**Text passage**.

Convolution Meets LoRA: Parameter Efficient Finetuning for Segment Anything Model
Zihan Zhong, Zhiqiang Tang, Tong He, Haoyang Fang, Chun Yuan
TL;DR
This paper tackles the gap where Segment Anything Model (SAM) underperforms in domain-specific segmentation by introducing Conv-LoRA, a parameter-efficient fine-tuning method that fuses LoRA with lightweight convolutions and a Mixture-of-Experts to inject multi-scale local priors into SAM's ViT encoder. By offering end-to-end multi-class segmentation and freezing the prompt encoder, Conv-LoRA enables SAM to capture high-level semantics beyond its binary mask pretraining. Extensive experiments across medical, natural, agricultural, and remote-sensing domains show Conv-LoRA consistently outperforms existing PEFT methods with minimal parameter overhead and favorable training efficiency. The results reveal that Conv-LoRA not only preserves SAM’s segmentation knowledge but also enhances its ability to learn nuanced semantic distinctions, suggesting broad applicability for real-world domain adaptation. The work also provides insights into SAM’s local priors, the role of multi-scale priors, and how adaptive scale selection via MoE benefits downstream segmentation tasks.

[Stored data entries]
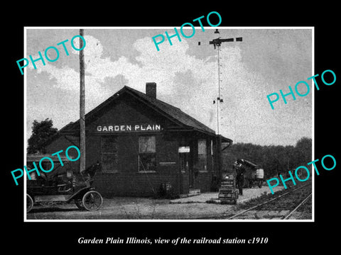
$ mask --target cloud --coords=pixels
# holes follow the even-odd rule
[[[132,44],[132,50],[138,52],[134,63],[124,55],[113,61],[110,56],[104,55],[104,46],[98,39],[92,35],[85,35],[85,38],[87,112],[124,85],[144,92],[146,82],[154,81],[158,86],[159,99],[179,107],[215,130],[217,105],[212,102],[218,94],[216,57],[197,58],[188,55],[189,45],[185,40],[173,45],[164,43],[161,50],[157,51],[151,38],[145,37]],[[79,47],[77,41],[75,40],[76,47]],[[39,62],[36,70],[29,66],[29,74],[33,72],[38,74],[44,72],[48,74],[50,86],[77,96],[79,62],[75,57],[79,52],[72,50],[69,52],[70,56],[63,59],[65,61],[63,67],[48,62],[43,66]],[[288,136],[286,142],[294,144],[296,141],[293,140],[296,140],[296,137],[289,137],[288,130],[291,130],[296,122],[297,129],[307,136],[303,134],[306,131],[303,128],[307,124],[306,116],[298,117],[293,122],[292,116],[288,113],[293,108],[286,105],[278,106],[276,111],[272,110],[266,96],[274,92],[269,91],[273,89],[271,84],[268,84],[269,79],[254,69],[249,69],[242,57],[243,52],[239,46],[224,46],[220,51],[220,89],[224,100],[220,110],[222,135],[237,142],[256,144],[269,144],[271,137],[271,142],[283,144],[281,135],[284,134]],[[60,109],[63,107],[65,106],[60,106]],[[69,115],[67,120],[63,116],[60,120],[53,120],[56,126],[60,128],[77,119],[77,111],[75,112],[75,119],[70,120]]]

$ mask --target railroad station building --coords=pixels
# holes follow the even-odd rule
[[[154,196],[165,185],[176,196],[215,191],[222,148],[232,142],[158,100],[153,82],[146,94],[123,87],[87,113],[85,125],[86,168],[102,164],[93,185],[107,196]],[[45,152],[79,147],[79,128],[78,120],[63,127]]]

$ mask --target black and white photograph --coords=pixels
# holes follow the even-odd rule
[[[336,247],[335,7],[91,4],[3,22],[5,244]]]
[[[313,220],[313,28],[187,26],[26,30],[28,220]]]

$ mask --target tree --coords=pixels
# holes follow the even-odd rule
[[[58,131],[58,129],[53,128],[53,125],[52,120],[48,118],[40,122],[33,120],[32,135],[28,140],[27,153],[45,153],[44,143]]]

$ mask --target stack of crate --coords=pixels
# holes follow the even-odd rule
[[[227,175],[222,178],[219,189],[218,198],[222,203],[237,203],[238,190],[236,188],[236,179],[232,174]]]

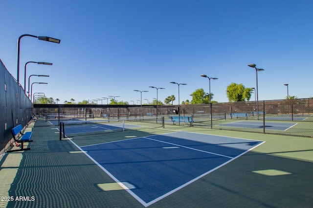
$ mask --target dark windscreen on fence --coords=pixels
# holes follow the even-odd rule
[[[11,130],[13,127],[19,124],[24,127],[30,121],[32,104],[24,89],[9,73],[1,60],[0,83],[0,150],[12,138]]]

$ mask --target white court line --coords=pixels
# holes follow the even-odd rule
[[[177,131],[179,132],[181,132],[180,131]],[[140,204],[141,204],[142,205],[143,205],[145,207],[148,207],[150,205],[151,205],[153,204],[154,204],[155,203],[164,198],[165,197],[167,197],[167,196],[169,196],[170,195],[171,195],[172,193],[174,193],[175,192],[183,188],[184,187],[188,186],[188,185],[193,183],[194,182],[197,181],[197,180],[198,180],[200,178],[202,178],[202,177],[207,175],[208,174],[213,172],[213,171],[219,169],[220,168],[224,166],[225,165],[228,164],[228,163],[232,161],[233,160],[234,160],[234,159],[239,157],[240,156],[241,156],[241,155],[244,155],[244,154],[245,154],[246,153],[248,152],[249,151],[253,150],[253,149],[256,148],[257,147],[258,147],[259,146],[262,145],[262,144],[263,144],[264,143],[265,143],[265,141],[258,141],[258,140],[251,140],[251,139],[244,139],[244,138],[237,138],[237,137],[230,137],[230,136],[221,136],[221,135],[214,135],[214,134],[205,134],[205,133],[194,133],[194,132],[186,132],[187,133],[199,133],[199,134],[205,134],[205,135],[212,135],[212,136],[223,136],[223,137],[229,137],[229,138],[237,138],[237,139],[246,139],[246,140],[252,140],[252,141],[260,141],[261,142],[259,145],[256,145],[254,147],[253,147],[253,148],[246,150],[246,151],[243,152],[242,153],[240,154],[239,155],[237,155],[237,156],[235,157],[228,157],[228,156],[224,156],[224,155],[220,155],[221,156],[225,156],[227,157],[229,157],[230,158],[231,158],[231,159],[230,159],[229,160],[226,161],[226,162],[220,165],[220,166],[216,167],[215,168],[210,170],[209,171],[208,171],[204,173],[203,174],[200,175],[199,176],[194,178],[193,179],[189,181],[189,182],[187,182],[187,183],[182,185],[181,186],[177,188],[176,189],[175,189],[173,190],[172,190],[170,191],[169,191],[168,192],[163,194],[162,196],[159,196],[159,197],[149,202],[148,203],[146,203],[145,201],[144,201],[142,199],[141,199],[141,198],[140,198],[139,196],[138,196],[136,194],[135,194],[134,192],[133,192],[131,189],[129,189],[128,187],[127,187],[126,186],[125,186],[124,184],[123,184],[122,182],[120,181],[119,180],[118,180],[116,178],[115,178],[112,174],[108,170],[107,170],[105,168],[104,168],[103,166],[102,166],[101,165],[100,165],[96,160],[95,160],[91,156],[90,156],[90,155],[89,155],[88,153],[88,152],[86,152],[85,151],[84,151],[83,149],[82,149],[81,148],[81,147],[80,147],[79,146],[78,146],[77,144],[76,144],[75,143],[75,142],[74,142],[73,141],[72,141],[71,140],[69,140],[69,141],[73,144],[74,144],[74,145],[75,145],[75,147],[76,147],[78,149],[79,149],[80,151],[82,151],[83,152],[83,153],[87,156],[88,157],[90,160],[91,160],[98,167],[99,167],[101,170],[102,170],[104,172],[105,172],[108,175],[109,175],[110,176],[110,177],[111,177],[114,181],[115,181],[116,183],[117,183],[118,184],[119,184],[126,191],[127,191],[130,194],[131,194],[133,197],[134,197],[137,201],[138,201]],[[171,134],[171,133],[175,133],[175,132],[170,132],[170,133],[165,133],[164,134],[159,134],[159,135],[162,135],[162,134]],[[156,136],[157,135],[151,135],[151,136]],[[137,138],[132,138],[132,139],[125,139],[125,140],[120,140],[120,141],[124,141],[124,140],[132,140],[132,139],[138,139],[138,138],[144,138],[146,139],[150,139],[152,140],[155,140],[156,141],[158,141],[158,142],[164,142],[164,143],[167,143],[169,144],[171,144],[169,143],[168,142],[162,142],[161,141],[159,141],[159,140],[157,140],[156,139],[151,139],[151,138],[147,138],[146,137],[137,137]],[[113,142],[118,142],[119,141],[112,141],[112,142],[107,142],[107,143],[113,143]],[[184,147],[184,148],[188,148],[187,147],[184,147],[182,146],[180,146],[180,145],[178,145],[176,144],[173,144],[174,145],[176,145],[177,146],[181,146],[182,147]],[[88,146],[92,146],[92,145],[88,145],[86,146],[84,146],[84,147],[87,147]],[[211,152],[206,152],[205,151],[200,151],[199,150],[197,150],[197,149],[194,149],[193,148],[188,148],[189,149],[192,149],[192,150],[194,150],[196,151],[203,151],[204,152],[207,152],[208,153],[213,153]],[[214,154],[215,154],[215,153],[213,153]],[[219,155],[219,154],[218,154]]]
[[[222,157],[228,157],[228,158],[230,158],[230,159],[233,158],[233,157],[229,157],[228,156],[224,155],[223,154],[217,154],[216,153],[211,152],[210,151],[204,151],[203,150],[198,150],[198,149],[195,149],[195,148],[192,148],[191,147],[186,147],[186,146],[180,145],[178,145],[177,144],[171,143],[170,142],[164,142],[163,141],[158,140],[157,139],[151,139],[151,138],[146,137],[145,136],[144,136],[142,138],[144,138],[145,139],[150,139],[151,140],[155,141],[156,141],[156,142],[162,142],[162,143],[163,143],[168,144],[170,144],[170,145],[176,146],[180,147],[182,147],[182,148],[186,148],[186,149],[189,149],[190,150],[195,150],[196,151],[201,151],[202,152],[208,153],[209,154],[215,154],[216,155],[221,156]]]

**Tasks to carry out**.
1: In the Conv-LoRA summary, which part of SAM is kept frozen?
2: Continue the Conv-LoRA summary from the point where it stops.

**Exercise results**.
1: The prompt encoder.

2:
Abstract
The Segment Anything Model (SAM) stands as a foundational framework for image segmentation. While it exhibits remarkable zero-shot generalization in typical scenarios, its advantage diminishes when applied to specialized domains like medical imagery and remote sensing. To address this limitation, this paper introduces Conv-LoRA, a simple yet effective parameter-efficient fine-tuning approach. By integrating ultra-lightweight convolutional parameters into Low-Rank Adaptation (LoRA), Conv-LoRA can inject image-related inductive biases into the plain ViT encoder, further reinforcing SAM's local prior assumption. Notably, Conv-LoRA not only preserves SAM's extensive segmentation knowledge but also revives its capacity of learning high-level image semantics, which is constrained by SAM's foreground-background segmentation pretraining. Comprehensive experimentation across diverse benchmarks spanning multiple domains underscores Conv-LoRA's superiority in adapting SAM to real-world semantic segmentation tasks.